#### [QUOTED TEXT]
Costume parties, bobbing for apples, trick-or-treating door to door – these are all fun aspects of Halloween for kids. However, there’s a darker, more sinister side to this holiday, especially for us grown-ups who get a thrill out of being genuinely spooked. Want to get your adrenalin flowing this October 31? Why not plan a Halloween trip to a truly macabre and frightening destination? We’ve rounded up a list of chilling places around the globe where witches, skeletons, phantoms, ghosts and other eerie elements are a spine-tingling draw. Come click through the 12 creepiest places on earth to spend Halloween, if you dare.
1. Embrace Your Inner Witch in Salem, Massachusetts
Can there be a more fitting place to spend Halloween than at the center of the Salem Witch Trials of 1692? This is sorcery central (or so it was once thought) where twenty people were put to death in a misguided mass hysteria of accusations. The town has since capitalized on its bewitching reputation and has built a tourism industry around this dark history. There are museums, graveyards, haunted houses, historical homes and dungeons to explore, and most of the tour guides are practicing wiccans. Not surprisingly, Halloween is one of their busiest times with parades, performances and pumpkin carvings all October long.

#### [AIM A]
In the Halloween travel article, turn the paragraph beginning "Can there be a more fitting place" into a short bulleted list that keeps its main facts.
#### [AIM B]
Do these statements agree with the Halloween travel article? Answer yes or no for each, and quote the deciding words. (i) Twenty people were put to death in Salem. (ii) The article's list covers ten places. (iii) Most of Salem's tour guides are practicing wiccans.
#### [AIM C]
Reproduce the part of the Halloween travel article starting with "1. Embrace Your" and going on through "all October long.".
None of the material is needed for these tasks.

#### [RECORD EXCERPTS]
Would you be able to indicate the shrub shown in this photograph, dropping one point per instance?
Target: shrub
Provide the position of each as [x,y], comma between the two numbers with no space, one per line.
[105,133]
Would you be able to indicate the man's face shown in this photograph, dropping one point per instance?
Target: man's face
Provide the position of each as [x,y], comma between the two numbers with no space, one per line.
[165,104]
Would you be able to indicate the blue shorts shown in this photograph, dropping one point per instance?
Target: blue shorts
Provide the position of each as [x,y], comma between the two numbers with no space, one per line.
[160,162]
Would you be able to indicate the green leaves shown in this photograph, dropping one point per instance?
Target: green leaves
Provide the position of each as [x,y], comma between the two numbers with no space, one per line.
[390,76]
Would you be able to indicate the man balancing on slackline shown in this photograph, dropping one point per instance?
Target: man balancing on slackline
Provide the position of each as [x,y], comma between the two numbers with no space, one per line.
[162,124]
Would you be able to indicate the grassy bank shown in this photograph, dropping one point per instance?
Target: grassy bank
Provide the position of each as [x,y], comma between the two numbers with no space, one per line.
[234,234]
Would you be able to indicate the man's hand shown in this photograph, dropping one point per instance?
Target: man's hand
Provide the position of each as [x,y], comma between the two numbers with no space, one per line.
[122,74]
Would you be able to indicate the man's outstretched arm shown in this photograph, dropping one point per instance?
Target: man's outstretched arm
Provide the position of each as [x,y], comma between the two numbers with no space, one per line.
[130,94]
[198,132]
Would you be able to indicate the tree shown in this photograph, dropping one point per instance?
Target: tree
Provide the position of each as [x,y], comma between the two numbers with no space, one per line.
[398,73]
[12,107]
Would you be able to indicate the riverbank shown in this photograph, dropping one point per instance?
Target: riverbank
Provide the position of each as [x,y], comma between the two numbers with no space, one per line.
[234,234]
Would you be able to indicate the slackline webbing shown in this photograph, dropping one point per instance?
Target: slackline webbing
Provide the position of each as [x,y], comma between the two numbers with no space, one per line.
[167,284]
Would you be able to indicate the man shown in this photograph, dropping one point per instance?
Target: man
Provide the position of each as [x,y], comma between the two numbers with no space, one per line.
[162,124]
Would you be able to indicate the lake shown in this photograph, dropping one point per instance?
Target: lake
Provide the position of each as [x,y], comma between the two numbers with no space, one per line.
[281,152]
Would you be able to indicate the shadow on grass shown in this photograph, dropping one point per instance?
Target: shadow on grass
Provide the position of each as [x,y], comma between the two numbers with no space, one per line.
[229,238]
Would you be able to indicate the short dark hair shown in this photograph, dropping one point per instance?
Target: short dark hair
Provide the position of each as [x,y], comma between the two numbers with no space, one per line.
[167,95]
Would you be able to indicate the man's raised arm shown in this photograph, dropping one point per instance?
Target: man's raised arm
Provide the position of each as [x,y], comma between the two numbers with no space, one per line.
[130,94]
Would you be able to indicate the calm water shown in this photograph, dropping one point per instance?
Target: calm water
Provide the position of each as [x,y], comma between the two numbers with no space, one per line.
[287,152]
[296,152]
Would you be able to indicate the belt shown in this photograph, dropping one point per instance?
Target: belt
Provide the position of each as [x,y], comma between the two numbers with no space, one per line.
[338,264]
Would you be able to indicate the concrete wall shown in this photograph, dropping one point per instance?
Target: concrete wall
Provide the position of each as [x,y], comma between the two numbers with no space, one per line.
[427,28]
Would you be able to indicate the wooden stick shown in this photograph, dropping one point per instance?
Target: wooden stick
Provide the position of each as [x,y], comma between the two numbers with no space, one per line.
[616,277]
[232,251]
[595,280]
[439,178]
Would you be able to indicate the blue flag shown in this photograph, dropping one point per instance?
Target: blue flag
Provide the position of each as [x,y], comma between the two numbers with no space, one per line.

#### [CORRECT RESULT A]
- Salem was the center of the Salem Witch Trials of 1692, where twenty people were put to death in a mass hysteria of accusations.
- The town has built a tourism industry around this dark history.
- Visitors can explore museums, graveyards, haunted houses, historical homes and dungeons.
- Most of the tour guides are practicing wiccans.
- Halloween is one of the town's busiest times, with parades, performances and pumpkin carvings all October long.

#### [CORRECT RESULT B]
(i) Yes: "where twenty people were put to death"
(ii) No: "the 12 creepiest places on earth to spend Halloween"
(iii) Yes: "most of the tour guides are practicing wiccans"

#### [CORRECT RESULT C]
1. Embrace Your Inner Witch in Salem, Massachusetts
Can there be a more fitting place to spend Halloween than at the center of the Salem Witch Trials of 1692? This is sorcery central (or so it was once thought) where twenty people were put to death in a misguided mass hysteria of accusations. The town has since capitalized on its bewitching reputation and has built a tourism industry around this dark history. There are museums, graveyards, haunted houses, historical homes and dungeons to explore, and most of the tour guides are practicing wiccans. Not surprisingly, Halloween is one of their busiest times with parades, performances and pumpkin carvings all October long.